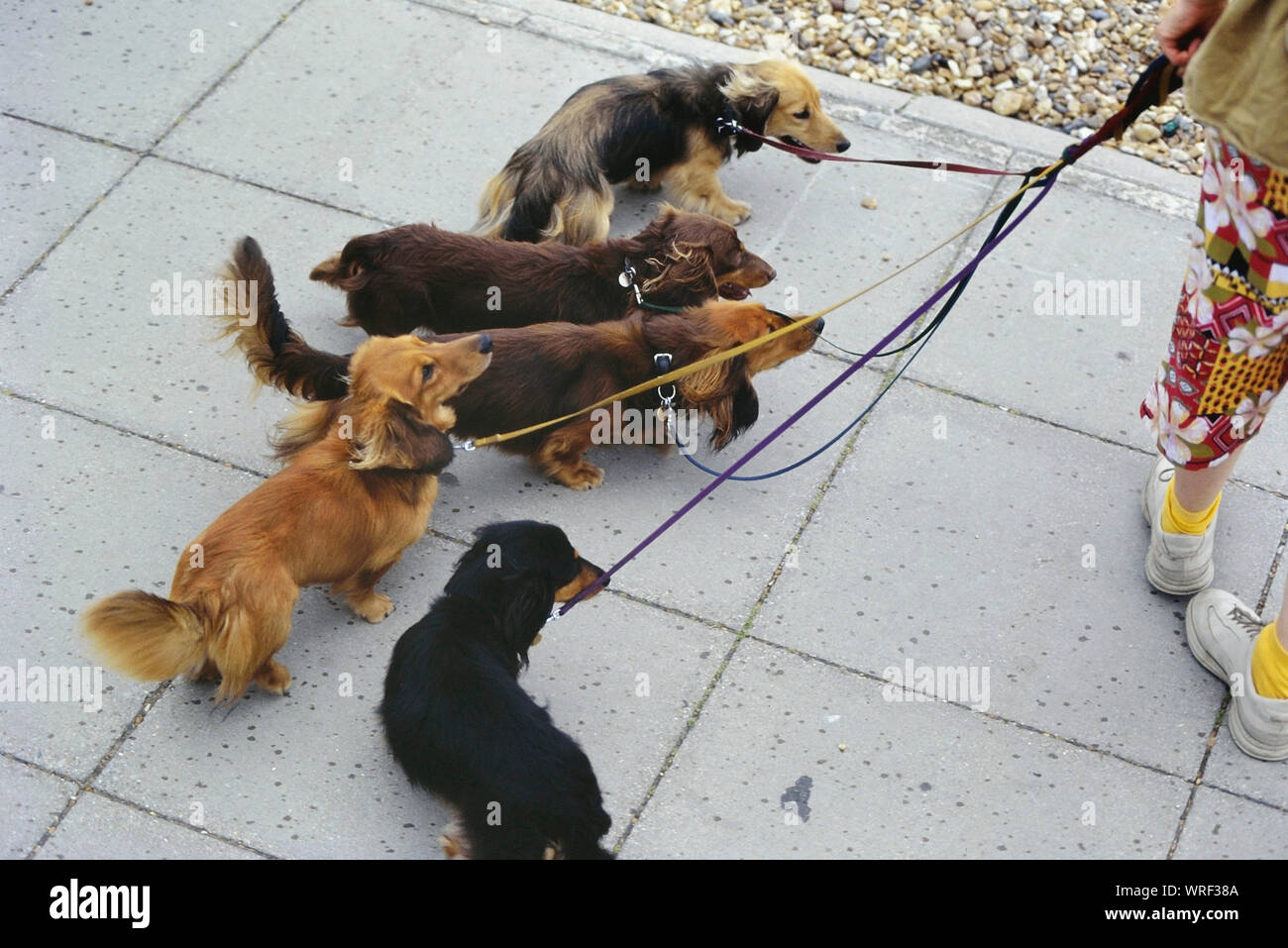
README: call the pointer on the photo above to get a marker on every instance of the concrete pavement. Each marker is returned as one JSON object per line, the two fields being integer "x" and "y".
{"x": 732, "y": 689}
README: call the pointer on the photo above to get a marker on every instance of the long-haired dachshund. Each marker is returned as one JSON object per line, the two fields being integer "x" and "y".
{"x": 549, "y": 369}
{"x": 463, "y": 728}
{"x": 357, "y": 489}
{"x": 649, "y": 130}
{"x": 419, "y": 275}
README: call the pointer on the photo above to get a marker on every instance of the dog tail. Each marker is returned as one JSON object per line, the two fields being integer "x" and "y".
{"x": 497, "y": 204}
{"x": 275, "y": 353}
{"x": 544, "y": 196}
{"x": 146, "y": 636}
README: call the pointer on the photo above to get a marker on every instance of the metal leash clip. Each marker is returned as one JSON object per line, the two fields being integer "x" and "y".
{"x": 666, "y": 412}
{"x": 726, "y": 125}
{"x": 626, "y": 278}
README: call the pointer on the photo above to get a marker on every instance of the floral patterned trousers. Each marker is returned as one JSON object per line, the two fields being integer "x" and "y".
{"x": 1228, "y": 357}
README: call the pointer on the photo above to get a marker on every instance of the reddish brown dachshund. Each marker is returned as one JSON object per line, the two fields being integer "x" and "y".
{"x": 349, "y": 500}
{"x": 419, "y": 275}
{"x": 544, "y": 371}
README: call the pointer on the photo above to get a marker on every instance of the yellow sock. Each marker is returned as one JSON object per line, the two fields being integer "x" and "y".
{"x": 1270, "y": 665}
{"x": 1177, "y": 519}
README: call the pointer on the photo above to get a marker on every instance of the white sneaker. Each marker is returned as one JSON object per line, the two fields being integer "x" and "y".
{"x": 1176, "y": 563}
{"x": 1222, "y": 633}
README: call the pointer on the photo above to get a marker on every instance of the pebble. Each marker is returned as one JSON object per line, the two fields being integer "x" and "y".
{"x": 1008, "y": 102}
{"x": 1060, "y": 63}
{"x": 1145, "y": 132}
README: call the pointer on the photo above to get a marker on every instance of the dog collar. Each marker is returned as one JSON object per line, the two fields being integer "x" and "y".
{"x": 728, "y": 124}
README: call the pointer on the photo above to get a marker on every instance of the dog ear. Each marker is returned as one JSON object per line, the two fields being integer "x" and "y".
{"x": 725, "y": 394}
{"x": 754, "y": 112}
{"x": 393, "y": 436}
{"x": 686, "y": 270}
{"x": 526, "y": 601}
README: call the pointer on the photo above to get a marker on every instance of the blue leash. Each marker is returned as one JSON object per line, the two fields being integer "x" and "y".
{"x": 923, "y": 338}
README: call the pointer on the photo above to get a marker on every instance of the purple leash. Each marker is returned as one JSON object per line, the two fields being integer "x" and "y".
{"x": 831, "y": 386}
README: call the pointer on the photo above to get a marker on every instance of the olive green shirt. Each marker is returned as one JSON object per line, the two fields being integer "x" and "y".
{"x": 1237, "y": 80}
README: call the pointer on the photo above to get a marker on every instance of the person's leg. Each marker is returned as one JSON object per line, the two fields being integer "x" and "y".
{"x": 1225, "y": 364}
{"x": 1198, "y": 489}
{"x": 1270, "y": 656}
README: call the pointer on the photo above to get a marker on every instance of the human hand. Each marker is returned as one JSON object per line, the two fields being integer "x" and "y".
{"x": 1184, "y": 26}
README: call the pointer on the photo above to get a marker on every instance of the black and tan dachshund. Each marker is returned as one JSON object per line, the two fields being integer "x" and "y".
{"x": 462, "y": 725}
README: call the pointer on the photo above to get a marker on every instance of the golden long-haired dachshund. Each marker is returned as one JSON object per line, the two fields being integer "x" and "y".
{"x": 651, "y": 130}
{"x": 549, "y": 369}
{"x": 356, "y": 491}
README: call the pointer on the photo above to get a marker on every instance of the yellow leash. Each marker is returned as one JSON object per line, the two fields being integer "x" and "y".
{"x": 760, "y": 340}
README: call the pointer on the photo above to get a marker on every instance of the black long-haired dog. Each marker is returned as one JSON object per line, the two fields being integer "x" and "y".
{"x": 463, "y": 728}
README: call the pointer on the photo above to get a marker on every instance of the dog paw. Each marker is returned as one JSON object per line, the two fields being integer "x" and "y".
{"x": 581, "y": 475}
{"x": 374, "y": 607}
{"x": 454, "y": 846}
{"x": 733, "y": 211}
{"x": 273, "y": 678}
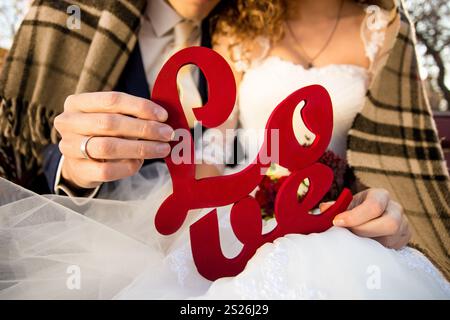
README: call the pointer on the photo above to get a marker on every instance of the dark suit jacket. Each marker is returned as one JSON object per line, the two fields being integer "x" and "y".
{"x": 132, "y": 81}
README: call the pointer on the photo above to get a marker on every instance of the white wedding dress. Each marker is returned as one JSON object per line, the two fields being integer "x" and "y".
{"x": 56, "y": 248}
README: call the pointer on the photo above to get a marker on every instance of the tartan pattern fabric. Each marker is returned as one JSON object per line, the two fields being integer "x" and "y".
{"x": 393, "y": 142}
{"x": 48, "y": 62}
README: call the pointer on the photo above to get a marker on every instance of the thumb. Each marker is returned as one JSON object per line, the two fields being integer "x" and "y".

-.-.-

> **Job**
Every line of the material is to be quoted exactly, with no pictures carried over.

> **Written answer**
README: call the pointer on the photo above to get a marker on every instance of the concrete pavement. Each marker is returned as one JSON object per line, the two fields being integer "x" and "y".
{"x": 732, "y": 689}
README: call the pointer on the photo above to get a marker on every instance of the long-haired dachshund. Each marker is returned as one JSON object per line, the two fields being integer "x" and "y".
{"x": 549, "y": 369}
{"x": 463, "y": 728}
{"x": 357, "y": 489}
{"x": 649, "y": 130}
{"x": 419, "y": 275}
README: call the pointer on the photo above to get a marker on every instance of the dog tail. Each marker is returned as one JSON object per line, the two fields being integer "x" and "y".
{"x": 497, "y": 204}
{"x": 275, "y": 353}
{"x": 544, "y": 196}
{"x": 146, "y": 636}
README: call the pointer on the photo above to get a marker on every instance of the metal leash clip. Each marker is returned as one JSON object per line, the two fields being integer "x" and "y".
{"x": 666, "y": 412}
{"x": 726, "y": 125}
{"x": 626, "y": 278}
README: call the pointer on the photo above to get a marker on every instance of the floral patterned trousers. Each marker is returned as one JSON object per line, the two fields being integer "x" and "y".
{"x": 1228, "y": 357}
README: call the pointer on the photo above to get a marker on every instance of the reddish brown dachshund. Each marker is returned as one JSON object per line, the two fields being integer "x" and "y".
{"x": 349, "y": 500}
{"x": 419, "y": 275}
{"x": 544, "y": 371}
README: call the pointer on the photo above to get a marker on every instance of the yellow sock. Each marker is returned as one JSON object per line, the two fields being integer "x" and "y".
{"x": 1270, "y": 665}
{"x": 1177, "y": 519}
README: call the pointer on the photo above to get a marker on every instance of the white sneaker. Each marker is returned as one JSON object per line, the two fields being integer "x" and "y".
{"x": 1176, "y": 563}
{"x": 1222, "y": 633}
README: call the pointer on the photo above to get a marker on every instance of the pebble. Each marker is returned as one JSON object per line, the two fields being integer "x" and "y".
{"x": 1008, "y": 102}
{"x": 1060, "y": 63}
{"x": 1145, "y": 132}
README: call the pointer on the photo above to get a marker on every instance of the dog collar. Each marker is returned as one JSON object per line, the two fields being integer "x" and "y".
{"x": 728, "y": 124}
README: call the pointer on the photo above to get a marker on every instance of the dog ear. Each marker is returned as one JSON object per line, the two fields being integer "x" and "y".
{"x": 725, "y": 394}
{"x": 754, "y": 112}
{"x": 393, "y": 436}
{"x": 686, "y": 270}
{"x": 526, "y": 601}
README: call the pointer on the photo above to get a marker on every instance of the blue leash. Each marker is returned as one JSON object per line, the two fields being integer "x" and "y".
{"x": 923, "y": 338}
README: call the pointer on the photo above to get a marker on every instance of the purple leash. Each marker is returned as one JSON object per line, the two fields being integer "x" and "y".
{"x": 831, "y": 386}
README: call the pointer on the photo above to get a marker on every instance of the olive green shirt. Each marker is returned as one JSON object per line, the two fields being integer "x" and "y".
{"x": 1237, "y": 80}
README: call the pointer on the photo above to get a marker on every instance of the person's leg. Each marker is returned as one JSON object per line, the two fields being integer "x" and "y".
{"x": 1225, "y": 364}
{"x": 1198, "y": 489}
{"x": 1270, "y": 656}
README: call the pointer on the photo above to get a marker on every instance of the human hand. Each marker is returned as one JSON object per line, the two fields being integer "x" and "y".
{"x": 1184, "y": 26}
README: call the pointer on the photo above to get a marker on every instance of the black and tan dachshund. Each marker is returned as one JSON object per line, the two fields being integer "x" and "y".
{"x": 462, "y": 725}
README: call the pointer on the photo above to get a marker on every instance of the golden long-haired dachshund. Each marker is returned as one JSON object per line, the two fields being integer "x" and "y".
{"x": 651, "y": 130}
{"x": 549, "y": 369}
{"x": 356, "y": 491}
README: call the pointer on the photo above to get a marker on every instance of the yellow leash. Each marker is returned as one JSON object per line, the two fields being integer "x" and "y".
{"x": 760, "y": 340}
README: call the pointer on the photo above to get a marker on every instance of the black long-haired dog. Each marker is returned as one JSON object per line, the two fields being integer "x" and "y".
{"x": 463, "y": 728}
README: call the pointer on the photo above to get a marker on every instance of the dog paw. Each marker is returned as one JSON object per line, the two fields being integer "x" and "y".
{"x": 581, "y": 475}
{"x": 374, "y": 607}
{"x": 454, "y": 846}
{"x": 733, "y": 211}
{"x": 273, "y": 678}
README: call the pointer on the photo above to get a marker on every instance of the dark suit jacket. Each marker is returned as one JSON object per line, the two fields being integer "x" and "y".
{"x": 132, "y": 81}
README: call the pointer on the photo above to get a marker on every instance of the white wedding dress. Each marker is returned as one JSON object per line, the two fields being integer "x" and "y".
{"x": 56, "y": 248}
README: call the pointer on the photo above to get a marker on every instance of the tartan pattern fabric. Each marker is returned as one JSON object per line, the two fields being integer "x" and "y".
{"x": 393, "y": 142}
{"x": 48, "y": 62}
README: call the pointer on the photo above to get a marker on every instance of the thumb. Each marker is returned as one JSON object per line, the two fields being integer "x" and "y".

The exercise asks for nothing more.